**Task to complete:** Copy each entry below exactly.

**Information shown:**
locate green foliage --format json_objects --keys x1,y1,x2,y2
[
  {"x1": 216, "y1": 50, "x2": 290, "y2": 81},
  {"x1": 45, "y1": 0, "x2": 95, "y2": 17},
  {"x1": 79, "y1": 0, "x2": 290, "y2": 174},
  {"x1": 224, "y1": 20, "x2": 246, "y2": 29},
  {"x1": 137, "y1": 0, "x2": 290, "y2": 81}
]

**Solution:**
locate green foliage --format json_objects --keys x1,y1,x2,y2
[
  {"x1": 216, "y1": 50, "x2": 290, "y2": 81},
  {"x1": 45, "y1": 0, "x2": 95, "y2": 17},
  {"x1": 79, "y1": 0, "x2": 290, "y2": 174},
  {"x1": 224, "y1": 20, "x2": 246, "y2": 29},
  {"x1": 137, "y1": 0, "x2": 290, "y2": 81}
]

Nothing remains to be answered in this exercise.